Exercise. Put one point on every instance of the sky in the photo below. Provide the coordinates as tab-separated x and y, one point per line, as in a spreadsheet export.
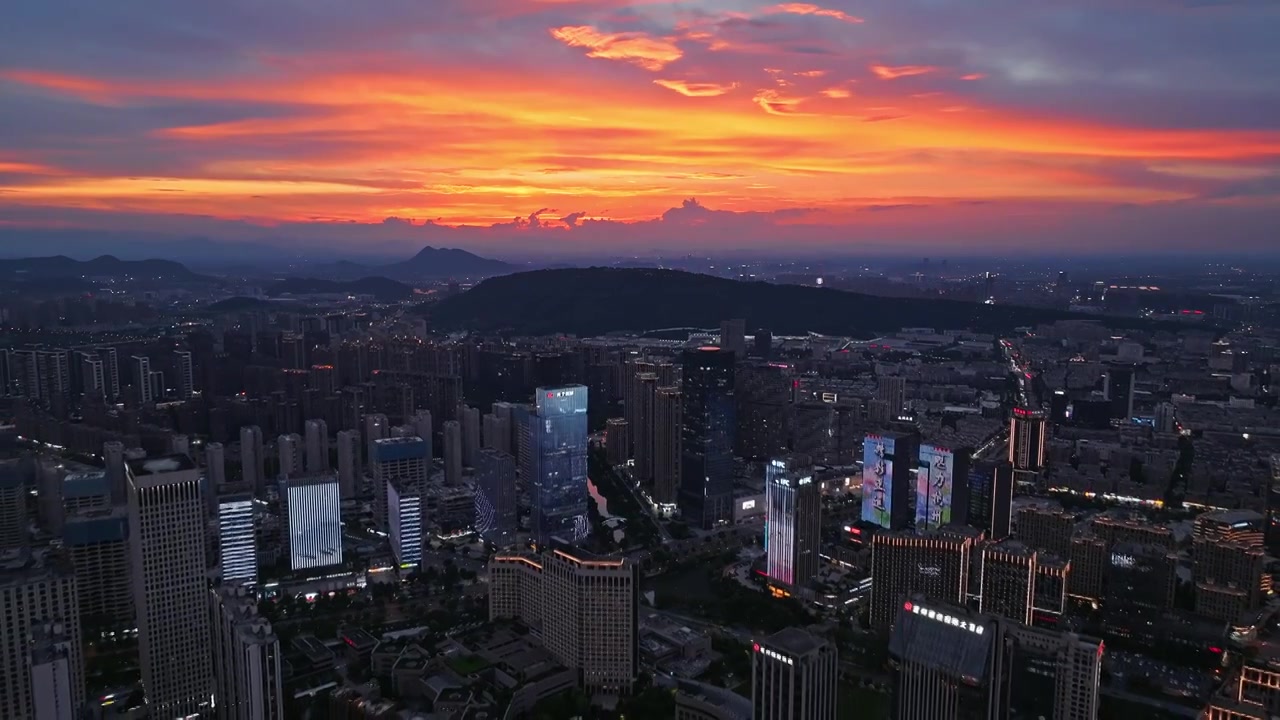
630	127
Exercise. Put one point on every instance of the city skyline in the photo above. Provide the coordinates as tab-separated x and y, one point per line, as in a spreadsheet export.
640	126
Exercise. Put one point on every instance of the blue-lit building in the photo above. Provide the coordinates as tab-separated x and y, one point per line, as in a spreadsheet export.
558	464
496	497
707	433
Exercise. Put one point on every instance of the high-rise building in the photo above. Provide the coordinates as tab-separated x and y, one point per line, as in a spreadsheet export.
348	463
1027	440
794	677
1118	391
36	593
496	497
292	455
891	390
991	499
186	374
252	458
734	337
451	432
167	520
585	607
405	520
318	446
403	458
558	483
888	479
667	449
707	437
903	565
314	510
1009	572
247	669
470	420
794	520
942	487
237	541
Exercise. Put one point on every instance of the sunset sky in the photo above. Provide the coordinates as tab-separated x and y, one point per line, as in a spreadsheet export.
638	126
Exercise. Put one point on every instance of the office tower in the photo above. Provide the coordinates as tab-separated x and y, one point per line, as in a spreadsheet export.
935	565
734	337
423	428
110	373
1118	391
1027	440
940	500
318	446
247	669
167	520
794	677
707	437
314	510
397	459
560	446
470	420
237	541
949	662
617	441
35	595
990	499
891	390
888	479
13	507
644	397
53	675
291	449
667	438
186	379
452	451
586	609
142	379
405	520
348	463
794	520
496	497
252	458
1009	572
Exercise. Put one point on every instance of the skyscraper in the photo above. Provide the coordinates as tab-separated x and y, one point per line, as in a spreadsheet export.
1027	440
247	671
707	437
348	463
237	541
314	510
496	497
794	532
558	483
252	458
167	518
794	677
318	446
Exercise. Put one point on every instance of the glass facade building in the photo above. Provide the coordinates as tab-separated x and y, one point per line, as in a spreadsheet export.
558	464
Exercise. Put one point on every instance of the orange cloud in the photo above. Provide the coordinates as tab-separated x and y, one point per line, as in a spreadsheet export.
695	89
636	48
894	72
808	9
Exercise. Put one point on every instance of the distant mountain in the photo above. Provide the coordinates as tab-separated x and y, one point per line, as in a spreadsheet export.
385	290
103	267
599	300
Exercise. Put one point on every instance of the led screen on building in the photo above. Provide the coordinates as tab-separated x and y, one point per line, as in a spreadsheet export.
877	479
933	487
******
= Work to complete =
In the listing above, find the line containing "Exercise. Put one point on every instance of the office"; that line and every line after it, through the last, are to be retyped exactly.

= Result for this task =
Exercise. Put one point on every instance of the office tower in the photo above. Provide the coordinates as tab-separated x and y, one point per line, as in a spreadsheet export.
935	565
734	337
423	428
110	373
1118	391
1027	440
940	500
318	446
247	669
167	520
794	677
707	437
314	510
397	459
560	446
470	420
237	541
949	662
617	441
35	595
990	499
891	390
888	479
13	507
644	397
53	675
291	449
667	438
186	379
452	451
586	609
142	379
405	520
348	463
794	520
496	497
252	458
1009	572
Exercise. Put one point on every instance of the skyscraper in the photo above. Provide the coordinates as tab-separated x and y, one point per line, as in a spreadsheet export.
1027	440
247	671
707	437
348	463
237	541
314	510
496	497
794	532
558	483
252	458
167	518
794	677
318	446
Exercise. Put one point on every instance of the glass facade building in the photo above. Provide the coordinates as tab-separated x and y, one point per line, as in a spreadsheet export.
558	464
Exercise. Put one point on every instance of the orange cloud in the photo above. Provide the coordinates as tab-separated x and y, one point per line, as in a spreadsheet export.
695	89
636	48
894	72
808	9
Exercise. Put one point on every instance of the distant mountain in the photo above. Provide the coordinates as tab-separated x and y, one point per line, as in a spreadsheet export.
385	290
103	267
599	300
Exercise. Put one point on every instance of the led screen on building in the photo above. Provide the coordinates as tab-separated x and y, one point per line, as in a spreadsheet export.
877	479
933	487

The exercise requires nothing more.